Stated exercise
Please return the part of the material that runs from its first line through the line containing "[(310, 51), (163, 38), (311, 61), (36, 2), (125, 75)]", including that line, as a JSON list of strings with one string per line and blank lines left out.

Entries from a pointing dataset:

•••••

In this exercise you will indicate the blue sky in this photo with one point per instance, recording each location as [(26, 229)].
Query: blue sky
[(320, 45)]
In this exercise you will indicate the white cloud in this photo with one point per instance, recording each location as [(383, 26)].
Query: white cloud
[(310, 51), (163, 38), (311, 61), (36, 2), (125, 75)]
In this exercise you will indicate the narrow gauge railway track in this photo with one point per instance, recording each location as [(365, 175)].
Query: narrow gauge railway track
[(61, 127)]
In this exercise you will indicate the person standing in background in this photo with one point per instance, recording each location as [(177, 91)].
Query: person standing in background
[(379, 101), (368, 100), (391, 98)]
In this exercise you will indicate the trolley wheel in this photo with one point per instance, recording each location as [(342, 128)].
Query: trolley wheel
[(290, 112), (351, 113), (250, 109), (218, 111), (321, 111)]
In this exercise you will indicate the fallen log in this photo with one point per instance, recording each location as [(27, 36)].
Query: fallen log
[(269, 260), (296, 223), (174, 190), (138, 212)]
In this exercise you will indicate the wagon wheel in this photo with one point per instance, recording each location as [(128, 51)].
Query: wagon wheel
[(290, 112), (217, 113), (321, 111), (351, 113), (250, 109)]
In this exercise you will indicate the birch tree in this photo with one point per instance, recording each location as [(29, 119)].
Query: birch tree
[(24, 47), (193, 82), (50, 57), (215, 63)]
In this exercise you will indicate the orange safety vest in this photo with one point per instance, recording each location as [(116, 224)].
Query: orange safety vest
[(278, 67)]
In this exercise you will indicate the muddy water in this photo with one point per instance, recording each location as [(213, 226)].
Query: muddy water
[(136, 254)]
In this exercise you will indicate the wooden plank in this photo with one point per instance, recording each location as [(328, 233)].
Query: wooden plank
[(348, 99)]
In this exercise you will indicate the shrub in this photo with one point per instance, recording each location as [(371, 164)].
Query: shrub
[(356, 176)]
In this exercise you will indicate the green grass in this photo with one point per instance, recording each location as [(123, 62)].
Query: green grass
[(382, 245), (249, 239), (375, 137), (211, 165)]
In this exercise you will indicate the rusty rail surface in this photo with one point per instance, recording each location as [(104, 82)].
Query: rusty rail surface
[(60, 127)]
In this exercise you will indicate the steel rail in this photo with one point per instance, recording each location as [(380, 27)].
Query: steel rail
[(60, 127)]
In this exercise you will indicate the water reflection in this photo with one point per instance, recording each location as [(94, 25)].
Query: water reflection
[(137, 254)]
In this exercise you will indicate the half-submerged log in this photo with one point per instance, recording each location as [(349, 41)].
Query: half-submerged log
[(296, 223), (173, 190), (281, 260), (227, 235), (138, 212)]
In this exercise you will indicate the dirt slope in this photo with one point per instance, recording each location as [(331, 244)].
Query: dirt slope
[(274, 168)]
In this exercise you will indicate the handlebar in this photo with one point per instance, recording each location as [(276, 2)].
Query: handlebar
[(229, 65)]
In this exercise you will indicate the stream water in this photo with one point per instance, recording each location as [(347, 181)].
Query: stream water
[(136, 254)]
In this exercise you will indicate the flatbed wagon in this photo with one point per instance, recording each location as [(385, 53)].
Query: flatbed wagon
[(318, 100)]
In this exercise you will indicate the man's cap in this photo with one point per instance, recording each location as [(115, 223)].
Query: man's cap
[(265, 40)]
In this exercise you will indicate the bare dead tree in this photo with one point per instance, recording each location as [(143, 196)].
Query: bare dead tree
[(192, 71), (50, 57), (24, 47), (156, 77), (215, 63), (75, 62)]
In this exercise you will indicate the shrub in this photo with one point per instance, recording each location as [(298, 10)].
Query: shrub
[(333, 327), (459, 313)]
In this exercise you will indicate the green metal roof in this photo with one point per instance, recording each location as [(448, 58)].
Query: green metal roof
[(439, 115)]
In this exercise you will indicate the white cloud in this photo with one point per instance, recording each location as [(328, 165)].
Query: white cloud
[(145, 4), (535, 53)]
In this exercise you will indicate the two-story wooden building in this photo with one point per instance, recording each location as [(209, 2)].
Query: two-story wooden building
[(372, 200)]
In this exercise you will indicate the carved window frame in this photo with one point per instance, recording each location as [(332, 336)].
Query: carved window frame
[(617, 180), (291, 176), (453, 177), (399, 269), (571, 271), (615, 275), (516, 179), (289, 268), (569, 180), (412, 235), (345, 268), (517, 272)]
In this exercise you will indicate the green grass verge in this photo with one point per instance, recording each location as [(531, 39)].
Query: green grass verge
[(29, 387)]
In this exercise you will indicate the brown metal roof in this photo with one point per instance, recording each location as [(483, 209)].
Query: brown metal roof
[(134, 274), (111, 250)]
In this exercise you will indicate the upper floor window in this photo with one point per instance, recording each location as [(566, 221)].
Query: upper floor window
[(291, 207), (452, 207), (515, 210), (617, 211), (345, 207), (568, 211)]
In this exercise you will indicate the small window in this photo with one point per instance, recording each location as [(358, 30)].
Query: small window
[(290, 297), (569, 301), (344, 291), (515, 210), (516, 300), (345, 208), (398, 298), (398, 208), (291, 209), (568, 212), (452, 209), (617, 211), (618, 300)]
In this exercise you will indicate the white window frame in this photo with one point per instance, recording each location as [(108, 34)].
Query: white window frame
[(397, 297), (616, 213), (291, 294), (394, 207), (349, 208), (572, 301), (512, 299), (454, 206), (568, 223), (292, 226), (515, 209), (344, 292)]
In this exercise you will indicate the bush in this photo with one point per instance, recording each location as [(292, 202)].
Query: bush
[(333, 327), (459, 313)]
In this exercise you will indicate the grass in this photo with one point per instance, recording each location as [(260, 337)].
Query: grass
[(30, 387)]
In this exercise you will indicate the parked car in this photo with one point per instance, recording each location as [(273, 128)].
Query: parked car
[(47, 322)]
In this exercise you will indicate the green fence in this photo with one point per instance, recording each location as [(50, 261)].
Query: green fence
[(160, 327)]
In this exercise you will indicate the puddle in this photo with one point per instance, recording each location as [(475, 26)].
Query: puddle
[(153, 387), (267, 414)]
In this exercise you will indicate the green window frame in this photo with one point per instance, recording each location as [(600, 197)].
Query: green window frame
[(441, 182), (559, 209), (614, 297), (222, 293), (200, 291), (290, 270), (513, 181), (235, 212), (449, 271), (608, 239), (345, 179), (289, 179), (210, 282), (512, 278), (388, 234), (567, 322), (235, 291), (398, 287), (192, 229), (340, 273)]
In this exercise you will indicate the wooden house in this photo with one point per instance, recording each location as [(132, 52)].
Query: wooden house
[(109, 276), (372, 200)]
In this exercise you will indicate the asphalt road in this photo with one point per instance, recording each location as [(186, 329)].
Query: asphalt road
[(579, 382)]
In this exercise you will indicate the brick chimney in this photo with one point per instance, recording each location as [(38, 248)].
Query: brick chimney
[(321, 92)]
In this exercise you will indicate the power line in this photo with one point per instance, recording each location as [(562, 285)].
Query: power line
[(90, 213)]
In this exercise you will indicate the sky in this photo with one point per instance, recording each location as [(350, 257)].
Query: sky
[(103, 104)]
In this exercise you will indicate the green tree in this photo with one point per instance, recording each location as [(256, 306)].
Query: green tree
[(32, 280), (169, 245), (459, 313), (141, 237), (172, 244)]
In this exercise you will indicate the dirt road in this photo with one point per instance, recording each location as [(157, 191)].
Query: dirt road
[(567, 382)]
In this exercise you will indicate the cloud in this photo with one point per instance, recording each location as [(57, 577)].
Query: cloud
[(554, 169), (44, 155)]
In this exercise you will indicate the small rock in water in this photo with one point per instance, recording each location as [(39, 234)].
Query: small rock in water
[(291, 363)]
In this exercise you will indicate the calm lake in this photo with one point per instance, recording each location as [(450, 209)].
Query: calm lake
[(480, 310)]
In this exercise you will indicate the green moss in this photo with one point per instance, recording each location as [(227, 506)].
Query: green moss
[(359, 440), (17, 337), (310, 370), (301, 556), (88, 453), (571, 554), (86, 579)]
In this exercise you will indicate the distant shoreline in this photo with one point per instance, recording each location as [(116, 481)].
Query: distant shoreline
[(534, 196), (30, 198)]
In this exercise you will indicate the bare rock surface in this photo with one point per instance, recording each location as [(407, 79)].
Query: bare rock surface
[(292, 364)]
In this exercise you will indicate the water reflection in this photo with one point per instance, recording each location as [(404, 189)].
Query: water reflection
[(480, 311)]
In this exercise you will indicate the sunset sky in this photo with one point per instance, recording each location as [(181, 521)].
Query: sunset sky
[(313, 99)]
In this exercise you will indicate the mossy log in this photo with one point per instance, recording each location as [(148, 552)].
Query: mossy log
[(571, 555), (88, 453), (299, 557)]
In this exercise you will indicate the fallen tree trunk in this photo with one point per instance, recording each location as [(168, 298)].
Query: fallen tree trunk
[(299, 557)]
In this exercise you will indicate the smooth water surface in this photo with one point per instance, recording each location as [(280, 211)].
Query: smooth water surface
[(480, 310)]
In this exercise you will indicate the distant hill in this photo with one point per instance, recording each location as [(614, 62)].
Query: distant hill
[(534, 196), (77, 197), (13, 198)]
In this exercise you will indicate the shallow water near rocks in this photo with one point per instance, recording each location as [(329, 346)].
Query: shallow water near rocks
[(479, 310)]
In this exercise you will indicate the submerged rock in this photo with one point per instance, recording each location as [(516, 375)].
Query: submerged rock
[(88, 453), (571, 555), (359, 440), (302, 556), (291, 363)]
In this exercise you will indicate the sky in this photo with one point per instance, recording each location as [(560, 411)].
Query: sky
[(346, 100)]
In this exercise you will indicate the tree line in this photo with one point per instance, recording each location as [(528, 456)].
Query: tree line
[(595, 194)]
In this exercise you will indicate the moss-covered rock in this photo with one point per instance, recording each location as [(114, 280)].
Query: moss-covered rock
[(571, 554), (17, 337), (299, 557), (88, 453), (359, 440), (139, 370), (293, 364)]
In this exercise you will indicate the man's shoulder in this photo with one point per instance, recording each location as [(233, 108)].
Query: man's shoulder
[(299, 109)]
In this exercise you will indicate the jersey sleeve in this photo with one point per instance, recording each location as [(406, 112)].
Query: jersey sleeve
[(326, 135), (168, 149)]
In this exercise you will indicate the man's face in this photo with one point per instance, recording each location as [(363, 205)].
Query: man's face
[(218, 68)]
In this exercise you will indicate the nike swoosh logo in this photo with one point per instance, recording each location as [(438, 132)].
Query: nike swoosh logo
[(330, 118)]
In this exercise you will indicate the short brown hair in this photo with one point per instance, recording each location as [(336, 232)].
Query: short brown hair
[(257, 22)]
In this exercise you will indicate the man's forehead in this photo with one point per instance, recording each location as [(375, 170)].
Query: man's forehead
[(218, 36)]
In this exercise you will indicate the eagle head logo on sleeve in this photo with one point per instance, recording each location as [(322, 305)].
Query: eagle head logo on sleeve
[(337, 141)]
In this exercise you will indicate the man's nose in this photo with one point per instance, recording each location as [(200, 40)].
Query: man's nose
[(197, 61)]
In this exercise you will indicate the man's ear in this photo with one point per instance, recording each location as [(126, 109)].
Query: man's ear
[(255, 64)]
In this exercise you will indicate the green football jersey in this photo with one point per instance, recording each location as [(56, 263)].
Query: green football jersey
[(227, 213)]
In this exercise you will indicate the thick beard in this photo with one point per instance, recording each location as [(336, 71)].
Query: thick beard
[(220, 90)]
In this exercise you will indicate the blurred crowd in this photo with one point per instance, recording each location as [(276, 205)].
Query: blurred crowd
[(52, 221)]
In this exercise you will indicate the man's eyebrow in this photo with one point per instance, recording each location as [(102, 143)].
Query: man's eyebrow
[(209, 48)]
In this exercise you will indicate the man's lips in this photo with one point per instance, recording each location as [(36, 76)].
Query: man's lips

•••••

Response to the exercise
[
  "In this exercise you will indicate the blue sky in this photo with one point per instance, recording each location as [(26, 229)].",
  "Query: blue sky",
  "[(320, 45)]",
  "In this exercise you will indicate the white cloud in this photo with one point per instance, recording each location as [(383, 26)].",
  "Query: white cloud",
  "[(310, 51), (163, 38), (311, 61), (36, 2), (125, 75)]"
]